## BEGIN

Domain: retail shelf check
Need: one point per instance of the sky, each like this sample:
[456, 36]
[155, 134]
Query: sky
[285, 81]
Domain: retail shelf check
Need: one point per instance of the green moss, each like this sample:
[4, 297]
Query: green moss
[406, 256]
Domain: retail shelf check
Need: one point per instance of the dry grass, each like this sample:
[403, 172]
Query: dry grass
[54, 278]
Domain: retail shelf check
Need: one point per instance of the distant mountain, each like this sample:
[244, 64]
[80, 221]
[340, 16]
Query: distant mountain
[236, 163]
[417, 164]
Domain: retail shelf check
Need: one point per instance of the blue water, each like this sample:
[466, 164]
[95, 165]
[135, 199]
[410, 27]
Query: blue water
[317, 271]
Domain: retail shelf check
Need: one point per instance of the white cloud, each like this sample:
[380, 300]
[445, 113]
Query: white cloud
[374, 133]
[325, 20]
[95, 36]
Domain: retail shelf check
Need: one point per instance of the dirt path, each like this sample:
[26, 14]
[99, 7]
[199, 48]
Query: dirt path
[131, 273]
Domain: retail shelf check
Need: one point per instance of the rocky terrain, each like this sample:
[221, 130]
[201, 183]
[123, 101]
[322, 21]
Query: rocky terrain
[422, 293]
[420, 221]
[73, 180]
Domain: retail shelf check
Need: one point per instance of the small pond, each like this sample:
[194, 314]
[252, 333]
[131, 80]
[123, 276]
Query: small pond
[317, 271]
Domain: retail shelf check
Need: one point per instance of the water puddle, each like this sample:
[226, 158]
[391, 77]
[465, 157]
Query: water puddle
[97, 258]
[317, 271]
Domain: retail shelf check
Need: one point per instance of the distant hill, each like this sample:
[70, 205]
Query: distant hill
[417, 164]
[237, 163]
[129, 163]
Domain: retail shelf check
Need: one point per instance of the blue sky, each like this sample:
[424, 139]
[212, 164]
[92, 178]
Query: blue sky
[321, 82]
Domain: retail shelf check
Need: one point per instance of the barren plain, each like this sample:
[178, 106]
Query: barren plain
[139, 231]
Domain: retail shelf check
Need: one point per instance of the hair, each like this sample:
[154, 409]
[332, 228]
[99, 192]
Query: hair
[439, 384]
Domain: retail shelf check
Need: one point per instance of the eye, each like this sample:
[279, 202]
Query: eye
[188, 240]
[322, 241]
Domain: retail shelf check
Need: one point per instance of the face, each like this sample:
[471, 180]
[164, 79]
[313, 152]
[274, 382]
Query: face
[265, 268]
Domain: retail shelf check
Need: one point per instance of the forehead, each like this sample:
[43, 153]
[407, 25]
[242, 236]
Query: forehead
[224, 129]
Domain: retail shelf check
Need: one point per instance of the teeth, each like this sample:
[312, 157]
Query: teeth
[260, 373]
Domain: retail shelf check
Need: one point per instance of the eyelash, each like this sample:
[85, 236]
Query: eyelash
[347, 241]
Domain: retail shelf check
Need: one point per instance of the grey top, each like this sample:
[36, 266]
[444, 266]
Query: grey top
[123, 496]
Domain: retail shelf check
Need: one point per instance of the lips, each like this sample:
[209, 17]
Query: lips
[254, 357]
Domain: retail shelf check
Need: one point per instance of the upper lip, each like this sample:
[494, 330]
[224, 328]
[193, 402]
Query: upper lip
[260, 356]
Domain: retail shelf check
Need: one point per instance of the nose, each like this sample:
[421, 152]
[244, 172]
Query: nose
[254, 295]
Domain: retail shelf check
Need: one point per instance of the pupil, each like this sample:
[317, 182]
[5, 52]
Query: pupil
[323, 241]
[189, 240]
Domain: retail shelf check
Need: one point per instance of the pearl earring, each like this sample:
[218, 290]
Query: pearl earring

## END

> [GIVEN TASK]:
Report every line in the data above that contains the word "nose".

> [COMPLETE OUTPUT]:
Need: one point per instance of the nose, each like this sample:
Query: nose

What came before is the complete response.